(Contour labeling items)
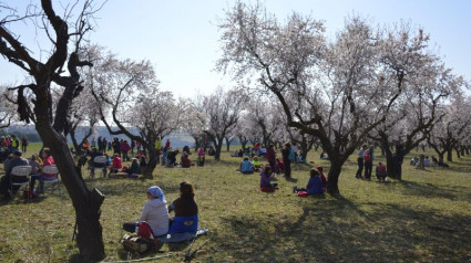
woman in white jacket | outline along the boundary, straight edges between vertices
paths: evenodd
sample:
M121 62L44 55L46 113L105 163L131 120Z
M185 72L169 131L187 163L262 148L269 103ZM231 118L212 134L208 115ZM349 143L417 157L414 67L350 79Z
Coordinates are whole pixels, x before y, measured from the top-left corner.
M123 229L127 232L135 232L140 222L147 222L155 236L168 232L168 210L166 208L165 194L157 186L150 187L147 190L147 202L142 209L137 222L125 222Z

[WHAT TO DO] Copy out the lines from the first one through the line with "M185 72L169 131L187", including both, and leave the pictures out of your answer.

[RESULT OF THIS EXERCISE]
woman in white jacket | outline along the boundary, straight edges between vertices
paths: evenodd
sample:
M121 62L44 55L46 113L105 163L131 120Z
M185 72L169 131L187 163L262 148L269 103ZM231 118L212 134L208 115ZM349 143L417 157L414 67L350 79Z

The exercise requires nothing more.